=== EXERCICES ===
A: Dites si chaque affirmation concorde avec le texte sur Modibo Kéita en répondant par oui ou par non et en citant exactement les mots du texte qui tranchent : (i) Modibo Kéita est né à Bamako ; (ii) Modibo Kéita a été renversé par une junte le 16 mai 1977 ; (iii) le texte présente Modibo Kéita comme le premier président de la République du Mali.
B: Recopiez mot pour mot le passage du texte sur Modibo Kéita compris entre "Triste est aussi" et "sur leur époque.", ces deux bornes incluses.

=== TEXTE FOURNI ===
---------------

Nous ne pouvons alors nous empêcher de penser aux pères de l’indépendance de ce pays vaste, mais enclavé géographiquement et psychologiquement. A regarder de près, les vraies années d’espoirs pour ce pays ont sans doute été les huit années de présidence de Modibo Kéita. Ce grand visionnaire qui aurait eu cent ans ce 4 juin 2015 (né le 4 juin 1915 à Bamako) s’il n’avait pas été assassiné le 16 mai 1977 (à 61 ans) par la junte qui l’a renversé le 19 novembre 1968. De tristes dates dans l’histoire du Mali.

Triste est aussi cet anniversaire que nous célébrons alors que, «curieuse ironie de l’histoire», disent des confrères (J.a), notre patrie tente péniblement de sortir de l’impasse dans lequel il est plongé depuis janvier 2012 par une crise nutritionnelle et sécuritaire.

Mais, cela n’enlève rien au symbolisme de l’événement, à la valeur de Modibo Kéita qui n’est nullement responsable du gaspillage que nous avons fait de son héritage.

Indéniablement, le premier président de la République du Mali a été un leader panafricain qui a marqué l’histoire de son pays et du continent. Si on regarde aujourd’hui les grands ensembles qui se forment (G8, G5, Union européenne…), on voit que Modibo, Kwame Nkrumah, Sékou Touré… étaient très à l’avance sur leur époque.

---------------

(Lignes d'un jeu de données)
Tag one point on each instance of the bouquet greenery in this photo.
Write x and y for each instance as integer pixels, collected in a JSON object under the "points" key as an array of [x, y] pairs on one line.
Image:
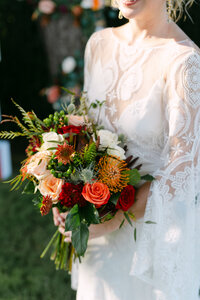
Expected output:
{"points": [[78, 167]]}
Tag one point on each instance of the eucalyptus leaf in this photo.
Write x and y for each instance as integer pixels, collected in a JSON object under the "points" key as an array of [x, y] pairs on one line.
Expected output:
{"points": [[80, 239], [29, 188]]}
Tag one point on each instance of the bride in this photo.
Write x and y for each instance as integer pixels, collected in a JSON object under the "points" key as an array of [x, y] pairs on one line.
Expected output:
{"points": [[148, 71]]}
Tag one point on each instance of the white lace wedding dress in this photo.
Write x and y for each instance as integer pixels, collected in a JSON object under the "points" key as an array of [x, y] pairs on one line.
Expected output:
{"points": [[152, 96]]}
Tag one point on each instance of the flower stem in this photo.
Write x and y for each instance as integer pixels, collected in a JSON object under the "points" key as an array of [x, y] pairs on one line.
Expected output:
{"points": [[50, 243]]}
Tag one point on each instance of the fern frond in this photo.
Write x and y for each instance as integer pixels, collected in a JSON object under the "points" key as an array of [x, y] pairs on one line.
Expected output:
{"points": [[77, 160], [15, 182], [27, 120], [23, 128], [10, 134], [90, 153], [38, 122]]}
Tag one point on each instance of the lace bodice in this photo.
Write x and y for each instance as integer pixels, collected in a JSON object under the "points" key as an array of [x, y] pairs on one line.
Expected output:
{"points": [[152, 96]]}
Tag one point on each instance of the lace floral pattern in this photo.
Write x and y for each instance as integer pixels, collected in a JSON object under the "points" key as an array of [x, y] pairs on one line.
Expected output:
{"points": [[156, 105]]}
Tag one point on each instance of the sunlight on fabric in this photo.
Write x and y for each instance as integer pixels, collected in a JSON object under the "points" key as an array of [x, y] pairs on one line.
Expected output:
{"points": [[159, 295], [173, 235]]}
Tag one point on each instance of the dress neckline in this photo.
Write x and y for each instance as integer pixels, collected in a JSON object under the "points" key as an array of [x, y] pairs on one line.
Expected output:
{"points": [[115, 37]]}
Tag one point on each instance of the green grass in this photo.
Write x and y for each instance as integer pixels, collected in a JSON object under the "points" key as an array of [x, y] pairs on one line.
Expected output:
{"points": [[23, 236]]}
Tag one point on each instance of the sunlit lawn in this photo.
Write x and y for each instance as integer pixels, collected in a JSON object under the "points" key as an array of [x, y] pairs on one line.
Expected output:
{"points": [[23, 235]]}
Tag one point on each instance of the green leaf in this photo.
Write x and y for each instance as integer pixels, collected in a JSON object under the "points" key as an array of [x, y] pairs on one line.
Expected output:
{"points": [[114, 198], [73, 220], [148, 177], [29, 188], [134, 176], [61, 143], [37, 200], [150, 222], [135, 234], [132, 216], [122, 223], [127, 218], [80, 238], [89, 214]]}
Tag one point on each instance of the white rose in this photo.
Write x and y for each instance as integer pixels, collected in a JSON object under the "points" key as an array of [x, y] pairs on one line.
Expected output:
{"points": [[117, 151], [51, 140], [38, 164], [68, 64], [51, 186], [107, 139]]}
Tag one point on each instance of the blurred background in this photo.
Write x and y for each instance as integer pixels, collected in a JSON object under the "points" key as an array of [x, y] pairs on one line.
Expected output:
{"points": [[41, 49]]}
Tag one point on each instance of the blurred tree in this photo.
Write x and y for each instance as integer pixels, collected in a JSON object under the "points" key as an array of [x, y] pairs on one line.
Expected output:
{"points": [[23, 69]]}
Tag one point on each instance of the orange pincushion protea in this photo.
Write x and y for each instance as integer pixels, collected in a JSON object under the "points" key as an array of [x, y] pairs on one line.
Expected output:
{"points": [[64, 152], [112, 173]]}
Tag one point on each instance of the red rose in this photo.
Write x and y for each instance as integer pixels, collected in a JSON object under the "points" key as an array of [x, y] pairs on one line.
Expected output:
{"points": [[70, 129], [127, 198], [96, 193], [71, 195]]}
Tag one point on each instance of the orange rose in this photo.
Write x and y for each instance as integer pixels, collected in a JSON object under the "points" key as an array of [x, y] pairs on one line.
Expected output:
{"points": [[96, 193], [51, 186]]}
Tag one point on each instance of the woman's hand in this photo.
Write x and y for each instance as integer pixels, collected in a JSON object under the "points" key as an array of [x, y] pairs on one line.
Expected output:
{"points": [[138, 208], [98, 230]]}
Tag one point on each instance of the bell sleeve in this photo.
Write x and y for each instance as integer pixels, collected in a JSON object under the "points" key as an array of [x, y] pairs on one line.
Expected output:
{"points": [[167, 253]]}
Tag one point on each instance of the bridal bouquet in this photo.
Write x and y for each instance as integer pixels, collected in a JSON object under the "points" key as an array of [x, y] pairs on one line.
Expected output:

---------------

=== CORRIGÉ PAR TÂCHE ===
A:
(i) Oui : « né le 4 juin 1915 à Bamako ».
(ii) Non : « la junte qui l’a renversé le 19 novembre 1968 ».
(iii) Oui : « le premier président de la République du Mali a été un leader panafricain ».

B:
Triste est aussi cet anniversaire que nous célébrons alors que, «curieuse ironie de l’histoire», disent des confrères (J.a), notre patrie tente péniblement de sortir de l’impasse dans lequel il est plongé depuis janvier 2012 par une crise nutritionnelle et sécuritaire.

Mais, cela n’enlève rien au symbolisme de l’événement, à la valeur de Modibo Kéita qui n’est nullement responsable du gaspillage que nous avons fait de son héritage.

Indéniablement, le premier président de la République du Mali a été un leader panafricain qui a marqué l’histoire de son pays et du continent. Si on regarde aujourd’hui les grands ensembles qui se forment (G8, G5, Union européenne…), on voit que Modibo, Kwame Nkrumah, Sékou Touré… étaient très à l’avance sur leur époque.